■ **Your goal**: A word-for-word transcription of every record is needed.

Collection entries
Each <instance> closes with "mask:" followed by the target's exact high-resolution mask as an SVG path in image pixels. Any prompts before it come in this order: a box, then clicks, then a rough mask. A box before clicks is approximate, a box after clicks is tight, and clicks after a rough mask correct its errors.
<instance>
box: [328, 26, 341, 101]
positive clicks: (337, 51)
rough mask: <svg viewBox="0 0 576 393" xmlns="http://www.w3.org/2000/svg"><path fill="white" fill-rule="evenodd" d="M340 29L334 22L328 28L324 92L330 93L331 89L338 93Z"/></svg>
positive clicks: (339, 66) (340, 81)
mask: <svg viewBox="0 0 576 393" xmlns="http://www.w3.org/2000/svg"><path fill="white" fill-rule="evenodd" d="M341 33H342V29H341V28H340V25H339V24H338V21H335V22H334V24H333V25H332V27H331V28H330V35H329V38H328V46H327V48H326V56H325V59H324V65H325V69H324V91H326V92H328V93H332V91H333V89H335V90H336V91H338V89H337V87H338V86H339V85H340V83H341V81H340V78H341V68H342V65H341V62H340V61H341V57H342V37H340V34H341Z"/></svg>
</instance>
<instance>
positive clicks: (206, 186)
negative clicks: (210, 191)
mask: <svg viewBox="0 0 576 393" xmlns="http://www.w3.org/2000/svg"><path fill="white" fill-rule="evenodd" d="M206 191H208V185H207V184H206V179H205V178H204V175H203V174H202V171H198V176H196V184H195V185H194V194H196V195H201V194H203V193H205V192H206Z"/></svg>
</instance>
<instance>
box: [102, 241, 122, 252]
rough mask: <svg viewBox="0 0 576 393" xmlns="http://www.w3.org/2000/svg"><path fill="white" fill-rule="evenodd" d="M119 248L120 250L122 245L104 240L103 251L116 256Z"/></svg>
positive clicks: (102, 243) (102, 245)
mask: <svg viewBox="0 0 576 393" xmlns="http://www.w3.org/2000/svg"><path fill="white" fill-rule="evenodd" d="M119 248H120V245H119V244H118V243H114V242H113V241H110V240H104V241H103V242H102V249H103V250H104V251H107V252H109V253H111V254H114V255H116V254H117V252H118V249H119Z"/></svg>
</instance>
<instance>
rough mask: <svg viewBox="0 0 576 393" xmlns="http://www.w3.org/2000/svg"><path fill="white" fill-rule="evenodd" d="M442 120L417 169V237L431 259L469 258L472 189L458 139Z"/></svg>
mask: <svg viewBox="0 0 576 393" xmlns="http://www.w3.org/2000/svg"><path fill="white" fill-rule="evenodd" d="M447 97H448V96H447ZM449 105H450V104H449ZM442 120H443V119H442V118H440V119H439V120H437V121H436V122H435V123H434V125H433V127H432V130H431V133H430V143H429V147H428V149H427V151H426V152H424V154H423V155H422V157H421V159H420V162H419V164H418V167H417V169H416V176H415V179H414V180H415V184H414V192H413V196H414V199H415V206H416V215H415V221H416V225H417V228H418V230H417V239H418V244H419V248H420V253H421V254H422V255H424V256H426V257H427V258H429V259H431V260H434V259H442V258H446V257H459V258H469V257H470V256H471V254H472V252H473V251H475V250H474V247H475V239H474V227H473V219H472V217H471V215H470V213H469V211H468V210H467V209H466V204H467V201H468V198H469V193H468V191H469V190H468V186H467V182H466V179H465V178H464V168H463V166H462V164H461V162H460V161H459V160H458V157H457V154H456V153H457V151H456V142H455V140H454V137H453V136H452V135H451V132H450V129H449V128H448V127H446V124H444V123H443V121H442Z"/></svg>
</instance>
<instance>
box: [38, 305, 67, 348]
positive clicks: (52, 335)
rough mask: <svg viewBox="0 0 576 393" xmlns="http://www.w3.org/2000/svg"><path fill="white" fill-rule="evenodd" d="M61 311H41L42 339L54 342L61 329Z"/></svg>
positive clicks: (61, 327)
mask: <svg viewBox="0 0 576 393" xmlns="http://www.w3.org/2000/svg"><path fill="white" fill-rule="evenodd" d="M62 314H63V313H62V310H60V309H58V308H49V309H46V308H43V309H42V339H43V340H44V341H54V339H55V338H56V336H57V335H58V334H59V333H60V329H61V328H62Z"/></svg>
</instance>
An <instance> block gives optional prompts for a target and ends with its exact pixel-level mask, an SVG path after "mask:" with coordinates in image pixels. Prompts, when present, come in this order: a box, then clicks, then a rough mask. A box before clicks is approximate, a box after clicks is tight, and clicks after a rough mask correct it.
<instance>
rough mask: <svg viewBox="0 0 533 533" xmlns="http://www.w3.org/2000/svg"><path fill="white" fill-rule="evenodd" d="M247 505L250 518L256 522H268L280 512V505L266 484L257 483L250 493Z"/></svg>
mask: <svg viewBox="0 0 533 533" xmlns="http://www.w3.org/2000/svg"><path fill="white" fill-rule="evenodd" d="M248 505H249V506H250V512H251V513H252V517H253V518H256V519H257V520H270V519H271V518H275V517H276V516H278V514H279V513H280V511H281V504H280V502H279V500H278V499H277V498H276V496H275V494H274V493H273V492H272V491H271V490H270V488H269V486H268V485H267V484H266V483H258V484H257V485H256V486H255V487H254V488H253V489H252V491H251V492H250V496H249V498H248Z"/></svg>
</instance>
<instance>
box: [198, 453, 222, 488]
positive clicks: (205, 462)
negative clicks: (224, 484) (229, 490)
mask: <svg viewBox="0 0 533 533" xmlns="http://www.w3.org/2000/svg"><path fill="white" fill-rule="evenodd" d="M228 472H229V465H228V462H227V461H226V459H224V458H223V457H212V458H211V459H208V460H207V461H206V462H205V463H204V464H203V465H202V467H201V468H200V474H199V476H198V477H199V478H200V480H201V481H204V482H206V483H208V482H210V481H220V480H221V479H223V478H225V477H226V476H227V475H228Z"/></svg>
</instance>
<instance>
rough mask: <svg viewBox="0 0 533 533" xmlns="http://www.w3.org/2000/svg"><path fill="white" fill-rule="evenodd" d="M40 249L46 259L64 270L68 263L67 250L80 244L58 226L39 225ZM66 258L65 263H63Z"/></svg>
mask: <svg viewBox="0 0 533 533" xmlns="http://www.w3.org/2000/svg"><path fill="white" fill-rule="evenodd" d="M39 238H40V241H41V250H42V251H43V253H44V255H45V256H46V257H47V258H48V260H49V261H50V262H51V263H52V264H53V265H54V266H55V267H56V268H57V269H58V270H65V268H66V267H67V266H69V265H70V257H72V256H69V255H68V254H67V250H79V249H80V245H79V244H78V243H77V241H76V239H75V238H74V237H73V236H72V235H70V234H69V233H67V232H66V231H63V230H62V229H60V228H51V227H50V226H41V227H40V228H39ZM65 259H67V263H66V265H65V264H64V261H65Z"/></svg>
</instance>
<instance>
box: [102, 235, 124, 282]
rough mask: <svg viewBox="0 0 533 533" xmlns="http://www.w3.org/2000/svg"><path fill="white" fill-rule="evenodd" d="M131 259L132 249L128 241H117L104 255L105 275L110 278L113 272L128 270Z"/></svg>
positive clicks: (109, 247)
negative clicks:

■ **Output**:
Each <instance> closes with "mask:" followed by the target's exact high-resolution mask as an SVG path in image pixels. Any prompts before it come in this order: a box, then clicks, then a rough mask. A box before clicks is approximate, a box after clicks is tight, and clicks after a rough mask correct its errors.
<instance>
box: [328, 26, 341, 101]
positive clicks: (337, 51)
rough mask: <svg viewBox="0 0 576 393" xmlns="http://www.w3.org/2000/svg"><path fill="white" fill-rule="evenodd" d="M340 29L334 22L328 28L324 92L330 93L331 89L338 93Z"/></svg>
positive clicks: (339, 66) (340, 81)
mask: <svg viewBox="0 0 576 393" xmlns="http://www.w3.org/2000/svg"><path fill="white" fill-rule="evenodd" d="M341 33H342V29H341V28H340V25H339V24H338V21H335V22H334V24H333V25H332V27H331V28H330V35H329V38H328V46H327V48H326V56H325V59H324V65H325V69H324V91H326V92H328V93H332V91H333V89H335V90H336V91H338V89H337V87H338V86H339V85H340V83H341V81H340V78H341V68H342V65H341V62H340V61H341V57H342V37H340V34H341Z"/></svg>
</instance>
<instance>
positive clicks: (206, 186)
negative clicks: (210, 191)
mask: <svg viewBox="0 0 576 393" xmlns="http://www.w3.org/2000/svg"><path fill="white" fill-rule="evenodd" d="M206 191H208V185H207V184H206V179H205V178H204V175H203V174H202V171H198V176H196V184H195V185H194V194H196V195H201V194H203V193H205V192H206Z"/></svg>
</instance>
<instance>
box: [102, 241, 122, 252]
rough mask: <svg viewBox="0 0 576 393" xmlns="http://www.w3.org/2000/svg"><path fill="white" fill-rule="evenodd" d="M119 248L120 250L122 245L104 240L103 251L116 256Z"/></svg>
positive clicks: (102, 243) (102, 245)
mask: <svg viewBox="0 0 576 393" xmlns="http://www.w3.org/2000/svg"><path fill="white" fill-rule="evenodd" d="M119 248H120V245H119V244H118V243H114V242H113V241H110V240H104V241H103V242H102V249H103V250H104V251H107V252H109V253H111V254H114V255H116V254H117V252H118V249H119Z"/></svg>
</instance>
<instance>
rough mask: <svg viewBox="0 0 576 393" xmlns="http://www.w3.org/2000/svg"><path fill="white" fill-rule="evenodd" d="M442 120L417 169V237L431 259L469 258L472 189L458 139Z"/></svg>
mask: <svg viewBox="0 0 576 393" xmlns="http://www.w3.org/2000/svg"><path fill="white" fill-rule="evenodd" d="M447 97H448V96H447ZM449 105H450V104H449ZM442 120H443V119H442V118H440V119H439V120H437V121H436V122H435V123H434V125H433V127H432V130H431V133H430V143H429V147H428V149H427V151H426V152H424V154H423V155H422V157H421V159H420V162H419V164H418V167H417V169H416V176H415V179H414V180H415V184H414V192H413V196H414V199H415V206H416V215H415V221H416V225H417V228H418V230H417V239H418V244H419V248H420V253H421V254H422V255H424V256H426V257H427V258H429V259H431V260H434V259H442V258H446V257H459V258H469V257H470V256H471V254H472V252H473V251H475V250H474V247H475V239H474V227H473V219H472V217H471V215H470V213H469V211H468V210H467V209H466V204H467V201H468V198H469V193H468V191H469V190H468V186H467V182H466V179H465V178H464V168H463V166H462V164H461V162H460V161H459V160H458V157H457V154H456V153H457V151H456V142H455V140H454V137H453V136H452V135H451V132H450V129H449V128H448V127H446V124H444V123H443V121H442Z"/></svg>
</instance>
<instance>
box: [38, 305, 67, 348]
positive clicks: (52, 335)
rough mask: <svg viewBox="0 0 576 393" xmlns="http://www.w3.org/2000/svg"><path fill="white" fill-rule="evenodd" d="M61 311H41L42 339L54 342L61 329Z"/></svg>
positive clicks: (61, 327)
mask: <svg viewBox="0 0 576 393" xmlns="http://www.w3.org/2000/svg"><path fill="white" fill-rule="evenodd" d="M62 314H63V313H62V310H60V309H58V308H49V309H46V308H43V309H42V339H43V340H44V341H54V339H55V338H56V336H57V335H58V334H59V333H60V329H61V328H62Z"/></svg>
</instance>
An <instance> block gives optional prompts for a target and ends with its exact pixel-level mask, an SVG path after "mask:" with coordinates in image pixels. Prompts, when present, come in this order: a box, then clicks, then a rough mask. A box before clicks is approximate, a box after clicks is tight, and clicks after a rough mask correct it.
<instance>
rough mask: <svg viewBox="0 0 533 533" xmlns="http://www.w3.org/2000/svg"><path fill="white" fill-rule="evenodd" d="M247 505L250 518L256 522H268L280 512V505L266 484L257 483L250 493Z"/></svg>
mask: <svg viewBox="0 0 533 533" xmlns="http://www.w3.org/2000/svg"><path fill="white" fill-rule="evenodd" d="M248 505H249V506H250V512H251V513H252V517H253V518H256V519H257V520H270V519H271V518H275V517H276V516H278V514H279V513H280V511H281V504H280V502H279V500H278V499H277V498H276V496H275V494H274V493H273V492H272V491H271V490H270V488H269V486H268V485H267V484H266V483H258V484H257V485H256V486H255V487H254V488H253V489H252V491H251V492H250V496H249V498H248Z"/></svg>
</instance>
<instance>
box: [198, 453, 222, 488]
positive clicks: (205, 462)
negative clicks: (224, 484) (229, 490)
mask: <svg viewBox="0 0 533 533" xmlns="http://www.w3.org/2000/svg"><path fill="white" fill-rule="evenodd" d="M228 472H229V465H228V462H227V461H226V459H224V458H223V457H212V458H211V459H208V460H207V461H206V462H205V463H204V464H203V465H202V467H201V468H200V474H199V476H198V477H199V478H200V480H201V481H204V482H206V483H208V482H210V481H220V480H221V479H223V478H225V477H226V476H227V475H228Z"/></svg>
</instance>
<instance>
rough mask: <svg viewBox="0 0 533 533" xmlns="http://www.w3.org/2000/svg"><path fill="white" fill-rule="evenodd" d="M40 249L46 259L64 270L68 263L67 250L80 244L58 226L39 225ZM66 258L65 263H63Z"/></svg>
mask: <svg viewBox="0 0 533 533" xmlns="http://www.w3.org/2000/svg"><path fill="white" fill-rule="evenodd" d="M39 238H40V241H41V250H42V251H43V253H44V255H45V256H46V257H47V258H48V260H49V261H50V262H51V263H52V264H53V265H54V266H55V267H56V268H57V269H58V270H65V268H66V267H67V266H69V265H70V257H72V256H69V255H68V254H67V250H79V249H80V245H79V244H78V243H77V241H76V239H75V238H74V237H73V236H72V235H70V234H69V233H67V232H66V231H63V230H62V229H60V228H51V227H50V226H41V227H40V228H39ZM65 259H67V263H66V265H65V264H64V261H65Z"/></svg>
</instance>
<instance>
box: [102, 235, 124, 282]
rough mask: <svg viewBox="0 0 533 533" xmlns="http://www.w3.org/2000/svg"><path fill="white" fill-rule="evenodd" d="M131 259L132 249L128 241H117L104 255L105 275L110 278L113 272L128 270Z"/></svg>
positive clicks: (109, 247)
negative clicks:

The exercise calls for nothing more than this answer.